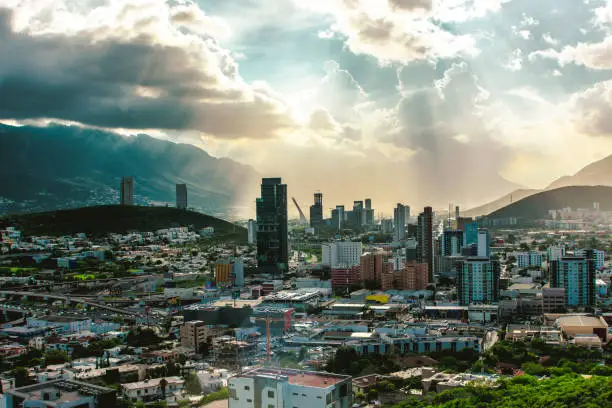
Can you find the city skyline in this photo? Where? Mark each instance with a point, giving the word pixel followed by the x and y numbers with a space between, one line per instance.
pixel 462 101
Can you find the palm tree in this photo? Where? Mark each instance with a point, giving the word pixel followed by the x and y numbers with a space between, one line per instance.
pixel 162 384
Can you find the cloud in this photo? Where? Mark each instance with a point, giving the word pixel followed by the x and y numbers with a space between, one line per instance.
pixel 135 71
pixel 593 109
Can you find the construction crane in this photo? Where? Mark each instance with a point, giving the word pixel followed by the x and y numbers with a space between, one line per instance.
pixel 302 216
pixel 269 320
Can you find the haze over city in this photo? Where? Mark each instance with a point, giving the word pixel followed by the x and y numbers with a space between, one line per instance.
pixel 427 102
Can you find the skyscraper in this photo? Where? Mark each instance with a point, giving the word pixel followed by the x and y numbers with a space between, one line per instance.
pixel 477 281
pixel 181 196
pixel 127 191
pixel 425 248
pixel 316 211
pixel 484 242
pixel 577 276
pixel 272 245
pixel 399 222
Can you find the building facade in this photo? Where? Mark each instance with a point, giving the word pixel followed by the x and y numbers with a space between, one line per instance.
pixel 286 388
pixel 272 244
pixel 577 276
pixel 477 281
pixel 341 254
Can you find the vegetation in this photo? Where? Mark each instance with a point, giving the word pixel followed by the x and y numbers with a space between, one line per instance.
pixel 101 220
pixel 525 391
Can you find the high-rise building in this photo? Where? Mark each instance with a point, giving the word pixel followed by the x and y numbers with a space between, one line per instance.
pixel 288 388
pixel 127 191
pixel 252 231
pixel 181 196
pixel 484 243
pixel 425 248
pixel 341 254
pixel 399 222
pixel 595 255
pixel 338 217
pixel 316 211
pixel 452 242
pixel 477 281
pixel 272 245
pixel 577 276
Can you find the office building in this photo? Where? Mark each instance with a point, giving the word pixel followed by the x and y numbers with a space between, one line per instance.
pixel 373 265
pixel 595 255
pixel 399 222
pixel 555 253
pixel 195 335
pixel 61 394
pixel 288 388
pixel 252 231
pixel 337 219
pixel 341 254
pixel 477 281
pixel 316 211
pixel 272 245
pixel 345 277
pixel 127 191
pixel 181 196
pixel 425 249
pixel 527 259
pixel 452 242
pixel 577 277
pixel 470 231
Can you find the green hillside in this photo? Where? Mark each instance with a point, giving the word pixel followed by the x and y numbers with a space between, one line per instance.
pixel 536 206
pixel 105 219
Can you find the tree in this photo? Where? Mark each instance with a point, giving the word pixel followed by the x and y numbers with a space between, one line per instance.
pixel 192 384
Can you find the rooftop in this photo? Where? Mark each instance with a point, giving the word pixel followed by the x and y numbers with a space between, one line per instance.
pixel 312 379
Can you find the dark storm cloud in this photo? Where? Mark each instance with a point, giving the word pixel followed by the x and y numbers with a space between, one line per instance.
pixel 134 83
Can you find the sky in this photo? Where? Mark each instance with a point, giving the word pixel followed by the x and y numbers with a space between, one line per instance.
pixel 413 101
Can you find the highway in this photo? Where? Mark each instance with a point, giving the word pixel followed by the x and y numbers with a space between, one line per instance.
pixel 71 299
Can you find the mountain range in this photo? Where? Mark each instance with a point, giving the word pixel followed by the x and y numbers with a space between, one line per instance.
pixel 55 167
pixel 598 173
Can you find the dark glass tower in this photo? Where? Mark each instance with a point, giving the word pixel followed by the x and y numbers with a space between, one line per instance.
pixel 272 247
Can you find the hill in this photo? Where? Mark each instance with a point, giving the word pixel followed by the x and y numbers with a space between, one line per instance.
pixel 537 205
pixel 58 167
pixel 101 220
pixel 598 173
pixel 501 202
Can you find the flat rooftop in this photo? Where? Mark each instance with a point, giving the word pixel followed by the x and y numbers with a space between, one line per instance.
pixel 313 379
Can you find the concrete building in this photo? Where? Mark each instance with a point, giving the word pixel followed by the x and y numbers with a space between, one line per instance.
pixel 195 334
pixel 126 191
pixel 341 254
pixel 577 277
pixel 252 231
pixel 527 259
pixel 181 196
pixel 555 253
pixel 399 222
pixel 452 242
pixel 316 211
pixel 286 388
pixel 61 394
pixel 272 239
pixel 484 243
pixel 595 255
pixel 425 238
pixel 345 277
pixel 477 281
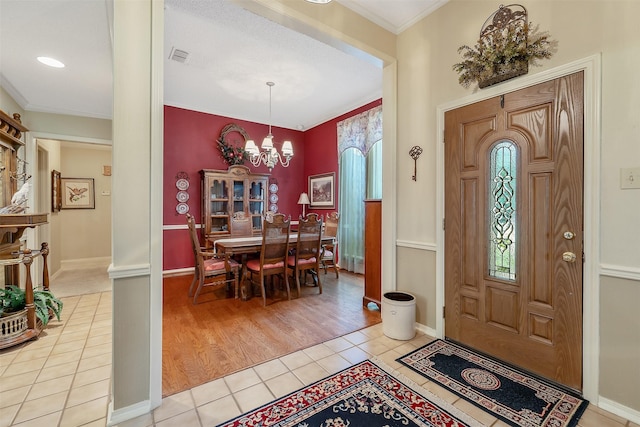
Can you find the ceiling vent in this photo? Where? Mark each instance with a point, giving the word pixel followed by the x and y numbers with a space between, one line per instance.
pixel 179 55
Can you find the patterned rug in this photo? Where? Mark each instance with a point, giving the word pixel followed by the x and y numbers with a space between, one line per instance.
pixel 365 394
pixel 510 395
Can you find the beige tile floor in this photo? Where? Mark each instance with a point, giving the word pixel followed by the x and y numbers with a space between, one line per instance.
pixel 63 378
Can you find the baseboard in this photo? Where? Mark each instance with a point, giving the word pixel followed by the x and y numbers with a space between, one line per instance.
pixel 426 330
pixel 119 416
pixel 619 410
pixel 85 263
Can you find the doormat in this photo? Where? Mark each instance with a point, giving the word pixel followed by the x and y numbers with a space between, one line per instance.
pixel 513 396
pixel 366 394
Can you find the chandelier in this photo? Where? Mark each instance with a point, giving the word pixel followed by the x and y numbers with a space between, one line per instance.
pixel 269 155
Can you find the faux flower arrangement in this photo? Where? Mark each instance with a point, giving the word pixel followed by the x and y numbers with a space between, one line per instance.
pixel 502 54
pixel 232 155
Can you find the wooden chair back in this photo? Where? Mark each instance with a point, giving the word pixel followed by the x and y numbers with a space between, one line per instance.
pixel 273 254
pixel 308 249
pixel 208 265
pixel 309 235
pixel 331 224
pixel 275 240
pixel 328 257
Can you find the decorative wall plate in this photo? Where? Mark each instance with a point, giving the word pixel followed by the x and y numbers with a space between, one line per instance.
pixel 182 196
pixel 182 184
pixel 182 208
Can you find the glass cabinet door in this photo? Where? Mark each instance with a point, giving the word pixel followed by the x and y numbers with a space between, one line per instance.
pixel 257 191
pixel 238 196
pixel 219 205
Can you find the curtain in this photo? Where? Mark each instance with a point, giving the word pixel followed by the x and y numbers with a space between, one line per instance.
pixel 360 172
pixel 361 131
pixel 353 185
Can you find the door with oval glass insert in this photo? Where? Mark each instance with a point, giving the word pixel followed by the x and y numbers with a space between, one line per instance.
pixel 513 236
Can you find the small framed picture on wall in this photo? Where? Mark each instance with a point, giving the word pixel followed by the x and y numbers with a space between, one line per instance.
pixel 322 191
pixel 78 193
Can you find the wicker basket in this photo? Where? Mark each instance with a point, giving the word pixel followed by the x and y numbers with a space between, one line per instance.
pixel 13 325
pixel 505 72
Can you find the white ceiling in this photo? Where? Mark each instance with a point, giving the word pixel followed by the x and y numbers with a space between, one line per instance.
pixel 232 54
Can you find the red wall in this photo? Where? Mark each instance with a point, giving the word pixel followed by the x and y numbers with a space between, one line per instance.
pixel 190 146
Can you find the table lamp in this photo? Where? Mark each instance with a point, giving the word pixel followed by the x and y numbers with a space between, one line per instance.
pixel 303 200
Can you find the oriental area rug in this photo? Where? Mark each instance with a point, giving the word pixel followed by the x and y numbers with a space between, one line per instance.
pixel 366 394
pixel 512 396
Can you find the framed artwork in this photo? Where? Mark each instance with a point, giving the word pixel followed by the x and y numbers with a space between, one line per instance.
pixel 77 193
pixel 56 194
pixel 322 191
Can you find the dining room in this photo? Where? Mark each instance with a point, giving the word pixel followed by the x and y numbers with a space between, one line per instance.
pixel 211 178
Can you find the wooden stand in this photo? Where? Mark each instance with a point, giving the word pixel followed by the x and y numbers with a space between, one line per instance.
pixel 372 252
pixel 11 229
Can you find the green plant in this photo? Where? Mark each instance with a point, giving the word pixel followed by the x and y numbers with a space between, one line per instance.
pixel 496 51
pixel 12 299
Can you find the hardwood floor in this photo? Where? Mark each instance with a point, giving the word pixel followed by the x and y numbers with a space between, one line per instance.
pixel 220 335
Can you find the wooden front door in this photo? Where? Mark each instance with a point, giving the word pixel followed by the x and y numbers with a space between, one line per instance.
pixel 514 228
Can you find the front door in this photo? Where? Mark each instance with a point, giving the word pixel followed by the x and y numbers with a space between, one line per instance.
pixel 513 234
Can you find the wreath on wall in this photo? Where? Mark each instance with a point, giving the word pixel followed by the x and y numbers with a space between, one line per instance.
pixel 507 44
pixel 232 155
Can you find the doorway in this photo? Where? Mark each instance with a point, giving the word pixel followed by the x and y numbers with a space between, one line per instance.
pixel 514 221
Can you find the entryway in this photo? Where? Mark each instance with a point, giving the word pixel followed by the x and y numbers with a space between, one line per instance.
pixel 514 227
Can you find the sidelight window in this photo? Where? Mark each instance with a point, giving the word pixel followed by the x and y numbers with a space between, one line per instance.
pixel 502 210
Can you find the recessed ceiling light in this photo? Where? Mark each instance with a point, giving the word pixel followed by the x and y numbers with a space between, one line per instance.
pixel 50 62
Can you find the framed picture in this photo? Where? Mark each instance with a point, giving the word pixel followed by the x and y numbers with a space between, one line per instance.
pixel 77 193
pixel 56 194
pixel 322 191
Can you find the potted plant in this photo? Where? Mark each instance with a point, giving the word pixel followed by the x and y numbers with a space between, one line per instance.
pixel 12 300
pixel 503 51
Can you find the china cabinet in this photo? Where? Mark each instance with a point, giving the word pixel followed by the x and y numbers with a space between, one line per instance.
pixel 227 193
pixel 21 326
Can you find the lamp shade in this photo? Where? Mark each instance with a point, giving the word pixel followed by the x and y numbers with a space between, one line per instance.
pixel 287 149
pixel 267 143
pixel 251 147
pixel 304 199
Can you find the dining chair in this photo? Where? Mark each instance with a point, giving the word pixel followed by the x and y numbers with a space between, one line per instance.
pixel 209 265
pixel 273 254
pixel 306 256
pixel 329 250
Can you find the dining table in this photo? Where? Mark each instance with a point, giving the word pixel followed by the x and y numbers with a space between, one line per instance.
pixel 248 245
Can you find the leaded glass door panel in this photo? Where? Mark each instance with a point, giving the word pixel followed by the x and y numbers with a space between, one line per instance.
pixel 513 189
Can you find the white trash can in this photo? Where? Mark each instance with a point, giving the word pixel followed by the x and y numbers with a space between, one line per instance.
pixel 398 315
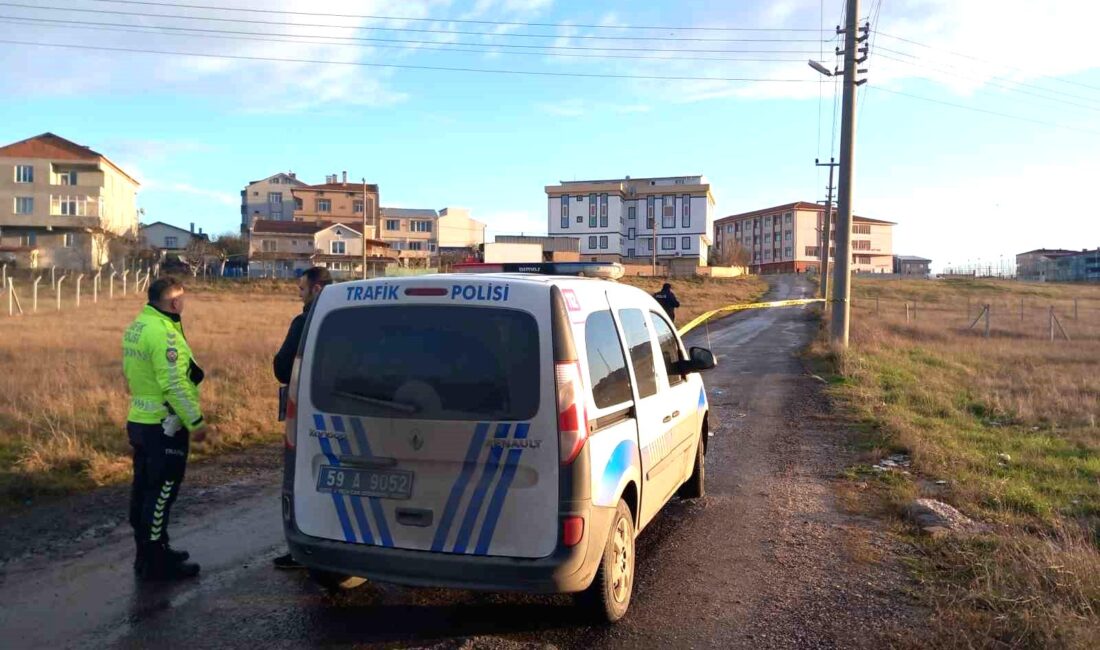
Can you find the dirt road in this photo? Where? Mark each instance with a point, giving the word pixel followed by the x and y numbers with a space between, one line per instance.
pixel 766 560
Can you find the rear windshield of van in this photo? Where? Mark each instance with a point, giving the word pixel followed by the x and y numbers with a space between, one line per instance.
pixel 428 362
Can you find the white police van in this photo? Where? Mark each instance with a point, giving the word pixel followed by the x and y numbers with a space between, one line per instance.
pixel 509 431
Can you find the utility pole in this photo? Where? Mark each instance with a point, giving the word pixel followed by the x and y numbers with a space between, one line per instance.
pixel 364 228
pixel 854 54
pixel 826 227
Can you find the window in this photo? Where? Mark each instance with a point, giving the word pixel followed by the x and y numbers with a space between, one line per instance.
pixel 607 374
pixel 641 351
pixel 670 348
pixel 466 363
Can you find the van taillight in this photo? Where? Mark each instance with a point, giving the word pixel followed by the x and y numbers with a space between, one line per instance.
pixel 292 405
pixel 572 419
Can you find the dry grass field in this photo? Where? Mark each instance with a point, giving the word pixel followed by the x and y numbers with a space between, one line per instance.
pixel 63 399
pixel 1009 423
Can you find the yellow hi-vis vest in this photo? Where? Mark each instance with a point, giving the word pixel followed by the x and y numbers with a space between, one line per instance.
pixel 156 360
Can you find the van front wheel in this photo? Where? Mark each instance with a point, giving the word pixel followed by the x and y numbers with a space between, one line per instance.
pixel 608 596
pixel 334 582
******
Rewrite the records as a JSON list of strings, one string per line, leaving out blank lines. Begin at the line that contains "Can you find the green hillside" and stop after the line that contains "pixel 134 83".

[
  "Can you find the green hillside in this photo? Where? Mark each instance with a point, giving the word pixel followed by the x and y numbers with a space between, one line per instance.",
  "pixel 536 206",
  "pixel 105 219",
  "Can you find the tree in this photo? Where? Mark each instance with a point, giving the word pixel followed by the x and y numbers with a space between, one line per instance.",
  "pixel 192 384",
  "Can you find the rooftop in this photo? Where? Mark each instance with a point, giving the word pixel followed by the x and y numbers with a space between, one line per instance.",
  "pixel 312 379",
  "Can you find the dark storm cloud in this photo? Where? Mark each instance with a point, giving the word pixel followed by the x and y numbers with a space between, one line per instance.",
  "pixel 134 83"
]